Task to carry out - Number every line of the listing below from the one containing "Objective — one marker per instance of the dog's front" down to the end of the listing, both ends included, and leave out any blank lines.

— begin —

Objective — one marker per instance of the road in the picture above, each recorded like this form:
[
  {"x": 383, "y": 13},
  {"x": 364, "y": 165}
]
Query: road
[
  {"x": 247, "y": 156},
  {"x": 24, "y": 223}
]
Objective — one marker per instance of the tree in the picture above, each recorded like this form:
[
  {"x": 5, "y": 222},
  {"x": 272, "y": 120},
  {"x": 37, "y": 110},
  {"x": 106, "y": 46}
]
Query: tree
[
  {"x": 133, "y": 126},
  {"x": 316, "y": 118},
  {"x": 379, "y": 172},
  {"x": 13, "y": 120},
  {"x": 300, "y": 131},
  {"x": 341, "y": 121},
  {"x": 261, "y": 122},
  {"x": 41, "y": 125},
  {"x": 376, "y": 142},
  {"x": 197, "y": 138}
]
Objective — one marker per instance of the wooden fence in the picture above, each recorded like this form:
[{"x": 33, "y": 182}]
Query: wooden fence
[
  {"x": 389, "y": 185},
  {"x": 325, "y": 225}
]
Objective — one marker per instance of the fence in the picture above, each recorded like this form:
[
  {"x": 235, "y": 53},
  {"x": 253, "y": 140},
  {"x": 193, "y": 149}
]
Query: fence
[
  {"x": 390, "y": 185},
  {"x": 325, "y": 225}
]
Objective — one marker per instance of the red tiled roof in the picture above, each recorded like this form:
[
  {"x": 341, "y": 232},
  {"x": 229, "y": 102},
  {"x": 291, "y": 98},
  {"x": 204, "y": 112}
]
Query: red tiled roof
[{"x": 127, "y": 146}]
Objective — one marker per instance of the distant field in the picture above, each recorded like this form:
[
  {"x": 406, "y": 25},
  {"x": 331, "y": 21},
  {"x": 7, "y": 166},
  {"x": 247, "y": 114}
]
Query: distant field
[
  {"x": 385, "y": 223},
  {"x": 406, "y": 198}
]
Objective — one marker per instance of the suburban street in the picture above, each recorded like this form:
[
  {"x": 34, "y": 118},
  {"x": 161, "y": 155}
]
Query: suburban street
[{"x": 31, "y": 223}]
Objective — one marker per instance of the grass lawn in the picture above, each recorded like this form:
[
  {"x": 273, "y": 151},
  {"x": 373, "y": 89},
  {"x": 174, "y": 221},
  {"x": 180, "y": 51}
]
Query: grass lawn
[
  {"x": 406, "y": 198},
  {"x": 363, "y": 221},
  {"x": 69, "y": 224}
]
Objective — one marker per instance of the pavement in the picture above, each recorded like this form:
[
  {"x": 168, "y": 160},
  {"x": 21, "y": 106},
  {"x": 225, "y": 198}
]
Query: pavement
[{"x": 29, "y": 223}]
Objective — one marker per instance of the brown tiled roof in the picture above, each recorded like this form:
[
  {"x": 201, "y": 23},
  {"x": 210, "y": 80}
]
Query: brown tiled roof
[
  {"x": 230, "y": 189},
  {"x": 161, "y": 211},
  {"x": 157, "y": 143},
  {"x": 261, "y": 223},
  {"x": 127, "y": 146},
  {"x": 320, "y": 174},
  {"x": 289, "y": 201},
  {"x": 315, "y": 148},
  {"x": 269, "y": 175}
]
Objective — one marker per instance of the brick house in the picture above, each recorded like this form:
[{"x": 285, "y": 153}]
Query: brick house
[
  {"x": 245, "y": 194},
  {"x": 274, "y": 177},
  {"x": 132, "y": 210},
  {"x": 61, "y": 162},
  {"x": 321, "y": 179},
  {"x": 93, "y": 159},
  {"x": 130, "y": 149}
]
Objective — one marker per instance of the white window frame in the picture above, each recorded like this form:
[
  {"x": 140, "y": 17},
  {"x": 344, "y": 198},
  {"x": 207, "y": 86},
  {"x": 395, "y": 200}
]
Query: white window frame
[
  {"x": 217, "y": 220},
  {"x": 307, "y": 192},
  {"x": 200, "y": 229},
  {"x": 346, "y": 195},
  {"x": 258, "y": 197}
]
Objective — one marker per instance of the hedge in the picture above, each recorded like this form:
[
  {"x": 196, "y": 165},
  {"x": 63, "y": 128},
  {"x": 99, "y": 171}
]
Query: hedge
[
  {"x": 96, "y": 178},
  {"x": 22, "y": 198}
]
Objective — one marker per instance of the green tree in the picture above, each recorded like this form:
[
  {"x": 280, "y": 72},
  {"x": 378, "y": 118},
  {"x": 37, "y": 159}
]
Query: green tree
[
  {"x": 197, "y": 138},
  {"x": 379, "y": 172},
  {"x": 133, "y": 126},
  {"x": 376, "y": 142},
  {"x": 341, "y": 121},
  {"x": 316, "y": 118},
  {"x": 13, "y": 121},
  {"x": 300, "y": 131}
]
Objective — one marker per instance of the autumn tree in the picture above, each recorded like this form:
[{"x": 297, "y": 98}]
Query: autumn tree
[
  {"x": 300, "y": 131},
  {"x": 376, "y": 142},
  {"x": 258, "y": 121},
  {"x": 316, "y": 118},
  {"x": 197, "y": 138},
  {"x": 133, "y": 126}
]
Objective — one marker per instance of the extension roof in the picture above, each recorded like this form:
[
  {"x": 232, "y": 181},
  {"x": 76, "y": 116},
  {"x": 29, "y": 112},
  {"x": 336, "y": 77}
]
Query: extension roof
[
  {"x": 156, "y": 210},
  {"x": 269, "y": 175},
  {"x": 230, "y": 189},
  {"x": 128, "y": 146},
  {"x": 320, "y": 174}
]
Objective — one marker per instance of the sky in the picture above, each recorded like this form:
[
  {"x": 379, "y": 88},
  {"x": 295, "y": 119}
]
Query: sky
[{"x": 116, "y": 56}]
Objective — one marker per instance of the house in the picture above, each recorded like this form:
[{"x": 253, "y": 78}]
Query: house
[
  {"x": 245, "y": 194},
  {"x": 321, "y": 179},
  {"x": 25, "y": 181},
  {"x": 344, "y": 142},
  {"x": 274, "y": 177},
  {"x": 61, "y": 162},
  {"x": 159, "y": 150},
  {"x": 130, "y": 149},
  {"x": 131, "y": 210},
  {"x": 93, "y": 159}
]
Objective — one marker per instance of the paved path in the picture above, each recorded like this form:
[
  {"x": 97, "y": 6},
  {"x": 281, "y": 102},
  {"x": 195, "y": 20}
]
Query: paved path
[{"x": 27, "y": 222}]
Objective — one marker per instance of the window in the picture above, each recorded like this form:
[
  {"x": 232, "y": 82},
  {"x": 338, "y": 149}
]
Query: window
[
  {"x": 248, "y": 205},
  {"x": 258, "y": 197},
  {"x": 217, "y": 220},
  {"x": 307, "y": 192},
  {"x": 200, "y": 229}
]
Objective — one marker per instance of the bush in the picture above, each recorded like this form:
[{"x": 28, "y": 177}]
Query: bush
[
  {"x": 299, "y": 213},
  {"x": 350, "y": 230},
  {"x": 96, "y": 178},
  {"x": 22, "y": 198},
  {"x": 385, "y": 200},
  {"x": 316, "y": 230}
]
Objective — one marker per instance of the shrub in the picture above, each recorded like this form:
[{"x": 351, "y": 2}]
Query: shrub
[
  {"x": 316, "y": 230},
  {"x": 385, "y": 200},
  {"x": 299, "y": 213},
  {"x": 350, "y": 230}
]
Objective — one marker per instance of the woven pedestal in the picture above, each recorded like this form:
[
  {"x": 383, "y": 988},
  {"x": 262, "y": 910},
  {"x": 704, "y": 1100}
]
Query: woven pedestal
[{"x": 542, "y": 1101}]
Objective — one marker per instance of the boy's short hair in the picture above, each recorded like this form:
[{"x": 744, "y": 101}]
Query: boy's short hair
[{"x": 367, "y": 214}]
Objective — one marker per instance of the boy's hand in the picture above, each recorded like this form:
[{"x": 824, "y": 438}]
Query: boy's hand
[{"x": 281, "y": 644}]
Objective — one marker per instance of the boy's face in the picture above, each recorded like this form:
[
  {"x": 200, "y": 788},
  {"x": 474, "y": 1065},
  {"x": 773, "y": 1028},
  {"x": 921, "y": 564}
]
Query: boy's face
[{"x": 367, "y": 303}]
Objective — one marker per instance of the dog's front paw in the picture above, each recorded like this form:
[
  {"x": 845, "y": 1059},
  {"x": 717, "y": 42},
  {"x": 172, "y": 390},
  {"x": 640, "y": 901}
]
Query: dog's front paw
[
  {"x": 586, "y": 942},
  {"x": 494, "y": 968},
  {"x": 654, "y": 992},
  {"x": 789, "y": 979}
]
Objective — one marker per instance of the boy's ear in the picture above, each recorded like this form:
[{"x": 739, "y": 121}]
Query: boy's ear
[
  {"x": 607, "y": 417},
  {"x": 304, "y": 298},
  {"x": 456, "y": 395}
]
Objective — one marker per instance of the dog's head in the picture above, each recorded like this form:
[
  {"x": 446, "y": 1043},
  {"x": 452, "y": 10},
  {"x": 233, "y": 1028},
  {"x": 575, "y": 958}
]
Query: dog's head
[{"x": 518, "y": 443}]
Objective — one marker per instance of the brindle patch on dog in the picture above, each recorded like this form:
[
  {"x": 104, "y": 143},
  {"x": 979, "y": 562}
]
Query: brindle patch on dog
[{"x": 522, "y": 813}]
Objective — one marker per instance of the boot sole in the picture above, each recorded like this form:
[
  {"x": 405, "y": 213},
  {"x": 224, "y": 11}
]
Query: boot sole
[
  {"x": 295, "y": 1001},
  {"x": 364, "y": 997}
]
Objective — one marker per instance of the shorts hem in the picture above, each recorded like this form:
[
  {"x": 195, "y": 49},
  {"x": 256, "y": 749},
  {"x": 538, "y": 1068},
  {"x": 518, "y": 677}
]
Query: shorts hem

— end —

Output below -
1. Objective — one marker per instance of the dog's front paw in the picture above, each recorded like this form:
2. [
3.   {"x": 845, "y": 1059},
4.   {"x": 717, "y": 42},
5.   {"x": 172, "y": 390},
6.   {"x": 640, "y": 901}
7. ]
8. Query: dog's front paw
9. [
10.   {"x": 586, "y": 942},
11.   {"x": 494, "y": 968},
12.   {"x": 654, "y": 992},
13.   {"x": 789, "y": 979}
14. ]
15. Objective — one marker per instance of the boy's ear in the picture above, each recorded like this form:
16. [{"x": 739, "y": 121}]
17. Query: boy's ear
18. [
19.   {"x": 607, "y": 417},
20.   {"x": 304, "y": 298},
21.   {"x": 456, "y": 395}
22. ]
23. Objective — one marker per instance of the dog's head in the picture above, each recorded like this form:
24. [
25.   {"x": 446, "y": 1043},
26.   {"x": 452, "y": 10},
27.   {"x": 233, "y": 1028},
28.   {"x": 575, "y": 958}
29. ]
30. Query: dog's head
31. [{"x": 518, "y": 443}]
32. Objective — one marker per instance of the brindle patch on dog in the picture above, each recorded like this form:
33. [
34.   {"x": 104, "y": 143},
35.   {"x": 979, "y": 562}
36. ]
37. Query: brindle patch on dog
38. [{"x": 522, "y": 813}]
39. Objective — one marker per instance of the boot sole in the picture above, each recorded like this form:
40. [
41.   {"x": 405, "y": 213},
42.   {"x": 224, "y": 11}
43. ]
44. Query: boot sole
45. [
46.   {"x": 295, "y": 1001},
47.   {"x": 364, "y": 997}
48. ]
49. Objective — one marker per instance of the shorts hem in the picture above, each recorded like this form:
50. [
51.   {"x": 195, "y": 49},
52.   {"x": 256, "y": 749},
53.   {"x": 538, "y": 1068},
54.   {"x": 518, "y": 677}
55. ]
56. Query: shorts hem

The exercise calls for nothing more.